■ REQUIREMENTS ■
State how many lines in the entries contain the string "water", matching case exactly, and give only the number.

[Region labeling entries]
┄┄┄┄┄┄
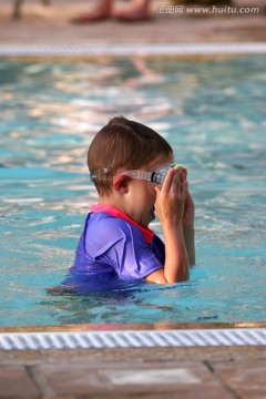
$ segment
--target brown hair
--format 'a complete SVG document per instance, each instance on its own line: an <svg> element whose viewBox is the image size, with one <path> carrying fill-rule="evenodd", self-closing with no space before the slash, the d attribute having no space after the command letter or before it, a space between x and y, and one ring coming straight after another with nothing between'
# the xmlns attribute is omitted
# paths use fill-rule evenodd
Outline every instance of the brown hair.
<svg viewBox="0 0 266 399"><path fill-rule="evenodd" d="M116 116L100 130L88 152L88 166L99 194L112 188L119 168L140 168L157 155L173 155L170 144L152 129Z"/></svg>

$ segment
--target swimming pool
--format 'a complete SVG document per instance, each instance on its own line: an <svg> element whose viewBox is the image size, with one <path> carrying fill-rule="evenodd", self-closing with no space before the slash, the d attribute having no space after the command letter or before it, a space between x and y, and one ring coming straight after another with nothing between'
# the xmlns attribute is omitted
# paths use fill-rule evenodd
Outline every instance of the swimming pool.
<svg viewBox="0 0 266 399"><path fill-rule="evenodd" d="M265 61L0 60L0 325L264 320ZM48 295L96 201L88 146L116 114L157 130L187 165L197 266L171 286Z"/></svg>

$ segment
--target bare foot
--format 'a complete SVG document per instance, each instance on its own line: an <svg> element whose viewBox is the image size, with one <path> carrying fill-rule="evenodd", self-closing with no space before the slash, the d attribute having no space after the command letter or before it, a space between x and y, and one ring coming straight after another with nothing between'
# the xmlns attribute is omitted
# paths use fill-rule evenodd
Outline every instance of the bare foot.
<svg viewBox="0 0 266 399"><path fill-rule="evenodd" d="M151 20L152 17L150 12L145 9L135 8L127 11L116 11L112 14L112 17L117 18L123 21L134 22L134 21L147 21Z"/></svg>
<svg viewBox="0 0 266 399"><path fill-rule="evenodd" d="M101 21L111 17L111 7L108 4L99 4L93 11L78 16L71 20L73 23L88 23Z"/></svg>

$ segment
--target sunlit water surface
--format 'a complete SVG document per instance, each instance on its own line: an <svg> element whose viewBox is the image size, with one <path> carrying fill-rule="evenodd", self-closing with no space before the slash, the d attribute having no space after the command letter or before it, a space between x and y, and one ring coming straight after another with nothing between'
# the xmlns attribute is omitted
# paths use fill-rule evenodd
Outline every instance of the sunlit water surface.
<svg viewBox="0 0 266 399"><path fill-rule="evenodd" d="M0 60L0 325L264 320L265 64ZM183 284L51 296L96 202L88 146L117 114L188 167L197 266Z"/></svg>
┄┄┄┄┄┄
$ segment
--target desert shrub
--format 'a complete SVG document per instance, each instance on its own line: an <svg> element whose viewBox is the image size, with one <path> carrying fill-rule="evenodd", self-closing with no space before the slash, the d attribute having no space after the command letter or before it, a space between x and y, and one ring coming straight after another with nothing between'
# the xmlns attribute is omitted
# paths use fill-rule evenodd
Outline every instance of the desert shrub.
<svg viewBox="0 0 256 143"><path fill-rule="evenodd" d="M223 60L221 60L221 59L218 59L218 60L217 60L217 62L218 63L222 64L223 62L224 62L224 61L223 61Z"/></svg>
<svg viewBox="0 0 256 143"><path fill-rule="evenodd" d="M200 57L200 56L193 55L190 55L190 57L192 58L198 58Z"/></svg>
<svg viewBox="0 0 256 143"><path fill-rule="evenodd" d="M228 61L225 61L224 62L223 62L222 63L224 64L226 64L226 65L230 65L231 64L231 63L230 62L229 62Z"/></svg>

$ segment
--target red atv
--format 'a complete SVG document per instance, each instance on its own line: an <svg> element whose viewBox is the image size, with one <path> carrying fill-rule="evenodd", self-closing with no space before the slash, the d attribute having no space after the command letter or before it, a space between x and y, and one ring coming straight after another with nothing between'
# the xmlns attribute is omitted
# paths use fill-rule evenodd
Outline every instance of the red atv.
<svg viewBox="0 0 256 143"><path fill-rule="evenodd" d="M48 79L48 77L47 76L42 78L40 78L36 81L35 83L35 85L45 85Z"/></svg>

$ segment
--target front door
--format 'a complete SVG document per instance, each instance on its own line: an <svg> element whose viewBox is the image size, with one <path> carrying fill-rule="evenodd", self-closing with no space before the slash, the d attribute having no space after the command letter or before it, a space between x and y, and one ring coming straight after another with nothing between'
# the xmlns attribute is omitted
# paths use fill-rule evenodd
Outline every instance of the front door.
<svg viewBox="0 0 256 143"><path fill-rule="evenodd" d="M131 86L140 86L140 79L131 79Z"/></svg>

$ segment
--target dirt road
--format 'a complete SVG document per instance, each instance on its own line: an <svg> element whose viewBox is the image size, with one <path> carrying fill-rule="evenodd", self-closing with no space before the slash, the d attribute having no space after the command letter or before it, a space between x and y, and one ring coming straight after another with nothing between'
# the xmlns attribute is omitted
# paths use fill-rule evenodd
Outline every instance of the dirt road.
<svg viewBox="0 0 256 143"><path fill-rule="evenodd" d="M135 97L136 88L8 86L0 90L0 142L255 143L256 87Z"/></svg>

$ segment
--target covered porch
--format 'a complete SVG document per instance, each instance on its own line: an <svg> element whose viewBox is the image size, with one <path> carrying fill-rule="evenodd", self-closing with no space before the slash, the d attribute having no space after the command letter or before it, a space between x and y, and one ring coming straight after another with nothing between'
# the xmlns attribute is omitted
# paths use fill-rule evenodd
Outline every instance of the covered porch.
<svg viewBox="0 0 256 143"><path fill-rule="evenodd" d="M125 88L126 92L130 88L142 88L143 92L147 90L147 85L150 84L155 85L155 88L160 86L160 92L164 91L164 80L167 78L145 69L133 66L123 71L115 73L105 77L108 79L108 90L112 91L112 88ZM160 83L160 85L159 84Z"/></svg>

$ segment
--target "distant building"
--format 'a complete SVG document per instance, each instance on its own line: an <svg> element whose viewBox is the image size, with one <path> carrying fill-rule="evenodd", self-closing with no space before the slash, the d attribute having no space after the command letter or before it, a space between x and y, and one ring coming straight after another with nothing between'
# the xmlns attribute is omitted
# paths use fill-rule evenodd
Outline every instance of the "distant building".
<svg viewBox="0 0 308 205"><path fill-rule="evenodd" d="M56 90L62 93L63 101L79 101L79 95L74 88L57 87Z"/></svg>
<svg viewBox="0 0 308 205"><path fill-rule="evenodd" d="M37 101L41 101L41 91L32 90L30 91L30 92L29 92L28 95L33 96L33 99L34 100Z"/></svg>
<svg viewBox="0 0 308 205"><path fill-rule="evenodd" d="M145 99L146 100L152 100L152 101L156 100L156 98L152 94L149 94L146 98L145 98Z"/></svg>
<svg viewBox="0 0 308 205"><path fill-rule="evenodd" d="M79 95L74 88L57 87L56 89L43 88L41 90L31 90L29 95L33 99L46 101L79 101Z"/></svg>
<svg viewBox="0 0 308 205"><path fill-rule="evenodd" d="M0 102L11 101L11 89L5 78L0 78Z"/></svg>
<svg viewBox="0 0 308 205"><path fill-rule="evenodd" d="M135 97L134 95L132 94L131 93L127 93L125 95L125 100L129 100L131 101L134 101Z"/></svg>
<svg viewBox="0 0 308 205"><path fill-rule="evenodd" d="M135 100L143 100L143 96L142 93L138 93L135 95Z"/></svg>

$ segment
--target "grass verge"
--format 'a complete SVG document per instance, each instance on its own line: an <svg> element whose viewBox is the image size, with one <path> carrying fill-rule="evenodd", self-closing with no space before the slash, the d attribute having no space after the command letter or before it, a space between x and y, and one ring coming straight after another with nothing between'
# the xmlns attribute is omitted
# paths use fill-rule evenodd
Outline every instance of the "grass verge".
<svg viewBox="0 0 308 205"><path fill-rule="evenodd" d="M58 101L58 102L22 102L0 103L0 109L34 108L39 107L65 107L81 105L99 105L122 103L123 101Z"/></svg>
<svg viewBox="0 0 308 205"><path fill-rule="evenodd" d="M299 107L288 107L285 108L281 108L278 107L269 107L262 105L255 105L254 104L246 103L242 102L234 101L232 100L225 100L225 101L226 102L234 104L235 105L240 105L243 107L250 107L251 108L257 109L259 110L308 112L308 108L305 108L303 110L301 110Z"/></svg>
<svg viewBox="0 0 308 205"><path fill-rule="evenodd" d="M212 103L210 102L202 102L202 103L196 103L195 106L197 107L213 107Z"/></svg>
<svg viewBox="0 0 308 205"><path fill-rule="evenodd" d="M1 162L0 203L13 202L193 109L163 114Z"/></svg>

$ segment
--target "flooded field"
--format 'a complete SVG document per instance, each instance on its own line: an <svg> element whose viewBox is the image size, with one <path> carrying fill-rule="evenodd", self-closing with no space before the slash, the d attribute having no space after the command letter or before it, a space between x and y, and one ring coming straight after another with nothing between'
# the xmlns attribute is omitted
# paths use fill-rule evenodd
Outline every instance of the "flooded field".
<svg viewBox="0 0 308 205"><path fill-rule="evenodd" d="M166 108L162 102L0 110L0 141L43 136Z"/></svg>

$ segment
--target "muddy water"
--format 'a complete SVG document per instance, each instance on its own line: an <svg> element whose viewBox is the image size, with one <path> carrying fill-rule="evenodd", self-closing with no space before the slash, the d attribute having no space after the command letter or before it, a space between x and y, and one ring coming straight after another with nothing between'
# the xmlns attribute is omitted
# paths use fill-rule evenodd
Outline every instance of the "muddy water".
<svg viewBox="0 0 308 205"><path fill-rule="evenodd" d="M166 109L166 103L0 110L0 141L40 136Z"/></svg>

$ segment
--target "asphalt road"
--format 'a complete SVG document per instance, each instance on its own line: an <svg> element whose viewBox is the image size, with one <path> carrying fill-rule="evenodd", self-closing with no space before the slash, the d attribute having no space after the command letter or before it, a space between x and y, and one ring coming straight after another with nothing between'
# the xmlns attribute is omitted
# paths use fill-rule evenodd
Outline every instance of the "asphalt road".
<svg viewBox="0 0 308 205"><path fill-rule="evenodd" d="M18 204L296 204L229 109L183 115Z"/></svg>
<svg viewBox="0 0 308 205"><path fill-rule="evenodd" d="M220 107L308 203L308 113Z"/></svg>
┄┄┄┄┄┄
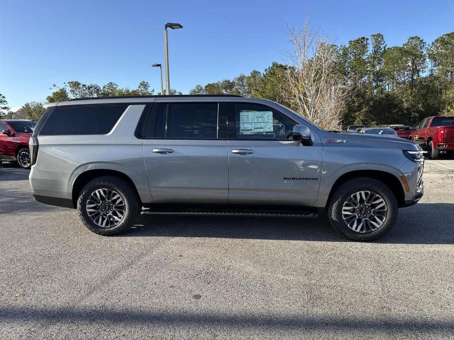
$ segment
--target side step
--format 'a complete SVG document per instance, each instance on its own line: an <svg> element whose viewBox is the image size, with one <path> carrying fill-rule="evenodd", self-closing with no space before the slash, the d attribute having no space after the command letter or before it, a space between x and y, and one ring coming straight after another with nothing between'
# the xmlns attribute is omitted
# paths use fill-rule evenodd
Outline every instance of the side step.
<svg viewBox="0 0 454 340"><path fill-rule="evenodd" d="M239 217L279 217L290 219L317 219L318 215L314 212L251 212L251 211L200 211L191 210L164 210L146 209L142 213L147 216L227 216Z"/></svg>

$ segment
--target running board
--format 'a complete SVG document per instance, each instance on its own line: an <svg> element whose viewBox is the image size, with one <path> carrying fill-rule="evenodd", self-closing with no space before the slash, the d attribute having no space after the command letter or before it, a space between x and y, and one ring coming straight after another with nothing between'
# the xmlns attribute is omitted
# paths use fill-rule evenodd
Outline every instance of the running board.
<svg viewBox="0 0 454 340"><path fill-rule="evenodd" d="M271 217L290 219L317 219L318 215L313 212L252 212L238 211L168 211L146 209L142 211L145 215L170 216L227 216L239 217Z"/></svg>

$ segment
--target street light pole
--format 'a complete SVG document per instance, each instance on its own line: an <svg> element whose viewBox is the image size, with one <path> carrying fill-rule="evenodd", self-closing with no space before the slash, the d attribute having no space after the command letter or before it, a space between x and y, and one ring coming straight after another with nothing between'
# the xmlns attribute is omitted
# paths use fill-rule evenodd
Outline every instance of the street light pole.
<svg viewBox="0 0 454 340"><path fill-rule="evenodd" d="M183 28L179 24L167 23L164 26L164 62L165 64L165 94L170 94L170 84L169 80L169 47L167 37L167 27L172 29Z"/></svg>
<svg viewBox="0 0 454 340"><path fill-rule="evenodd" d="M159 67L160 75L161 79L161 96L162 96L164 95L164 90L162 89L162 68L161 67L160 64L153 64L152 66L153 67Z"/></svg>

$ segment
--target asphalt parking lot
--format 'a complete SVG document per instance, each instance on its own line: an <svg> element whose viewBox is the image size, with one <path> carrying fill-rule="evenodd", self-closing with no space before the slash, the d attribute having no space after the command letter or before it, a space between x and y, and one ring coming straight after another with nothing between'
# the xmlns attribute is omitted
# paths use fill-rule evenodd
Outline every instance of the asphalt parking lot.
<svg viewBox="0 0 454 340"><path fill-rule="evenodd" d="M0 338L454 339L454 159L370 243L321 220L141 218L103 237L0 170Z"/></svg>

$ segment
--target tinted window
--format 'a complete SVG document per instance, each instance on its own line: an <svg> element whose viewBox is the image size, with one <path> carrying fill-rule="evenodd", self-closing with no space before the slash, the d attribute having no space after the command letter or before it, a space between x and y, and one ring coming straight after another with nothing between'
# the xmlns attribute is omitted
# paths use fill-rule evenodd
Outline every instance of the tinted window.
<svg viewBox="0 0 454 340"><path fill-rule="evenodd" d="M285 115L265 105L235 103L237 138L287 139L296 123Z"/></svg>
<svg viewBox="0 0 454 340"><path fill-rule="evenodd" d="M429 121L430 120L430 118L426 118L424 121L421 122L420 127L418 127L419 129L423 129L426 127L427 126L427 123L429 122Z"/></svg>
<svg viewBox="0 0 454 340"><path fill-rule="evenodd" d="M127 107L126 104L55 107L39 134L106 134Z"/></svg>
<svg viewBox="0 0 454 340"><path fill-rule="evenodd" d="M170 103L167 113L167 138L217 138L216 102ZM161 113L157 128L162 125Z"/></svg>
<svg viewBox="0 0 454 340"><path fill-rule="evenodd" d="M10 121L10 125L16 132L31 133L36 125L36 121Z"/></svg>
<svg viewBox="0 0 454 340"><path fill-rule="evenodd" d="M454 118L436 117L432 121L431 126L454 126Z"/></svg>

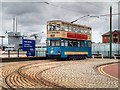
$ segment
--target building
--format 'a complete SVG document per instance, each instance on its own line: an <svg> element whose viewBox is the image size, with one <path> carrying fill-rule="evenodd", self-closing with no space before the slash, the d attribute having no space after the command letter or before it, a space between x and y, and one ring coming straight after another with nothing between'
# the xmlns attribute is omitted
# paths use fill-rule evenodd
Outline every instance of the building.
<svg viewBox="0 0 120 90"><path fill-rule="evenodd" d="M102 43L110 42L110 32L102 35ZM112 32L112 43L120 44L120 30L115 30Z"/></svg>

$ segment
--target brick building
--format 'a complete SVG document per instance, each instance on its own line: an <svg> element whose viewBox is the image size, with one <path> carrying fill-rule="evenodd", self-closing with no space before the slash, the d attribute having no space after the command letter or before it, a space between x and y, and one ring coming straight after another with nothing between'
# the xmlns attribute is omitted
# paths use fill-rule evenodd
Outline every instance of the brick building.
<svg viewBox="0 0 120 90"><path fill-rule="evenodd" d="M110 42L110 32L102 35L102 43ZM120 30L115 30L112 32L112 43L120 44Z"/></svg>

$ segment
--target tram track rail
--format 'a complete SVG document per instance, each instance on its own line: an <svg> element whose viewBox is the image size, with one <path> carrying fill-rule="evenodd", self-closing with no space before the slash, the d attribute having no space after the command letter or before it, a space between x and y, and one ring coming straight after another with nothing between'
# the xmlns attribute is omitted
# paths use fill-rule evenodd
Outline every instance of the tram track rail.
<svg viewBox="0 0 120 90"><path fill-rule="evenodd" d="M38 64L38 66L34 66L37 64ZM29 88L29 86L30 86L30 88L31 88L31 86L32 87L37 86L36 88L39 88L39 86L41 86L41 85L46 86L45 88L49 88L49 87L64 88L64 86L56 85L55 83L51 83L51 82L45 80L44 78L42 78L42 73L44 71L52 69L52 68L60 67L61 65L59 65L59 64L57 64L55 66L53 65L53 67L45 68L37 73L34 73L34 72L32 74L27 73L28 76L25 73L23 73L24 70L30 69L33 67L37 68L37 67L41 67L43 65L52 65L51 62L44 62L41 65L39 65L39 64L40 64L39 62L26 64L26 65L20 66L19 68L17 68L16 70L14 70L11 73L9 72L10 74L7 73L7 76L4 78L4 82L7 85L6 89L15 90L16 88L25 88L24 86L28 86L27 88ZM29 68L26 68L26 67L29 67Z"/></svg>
┄┄┄┄┄┄
■ SOLUTION ■
4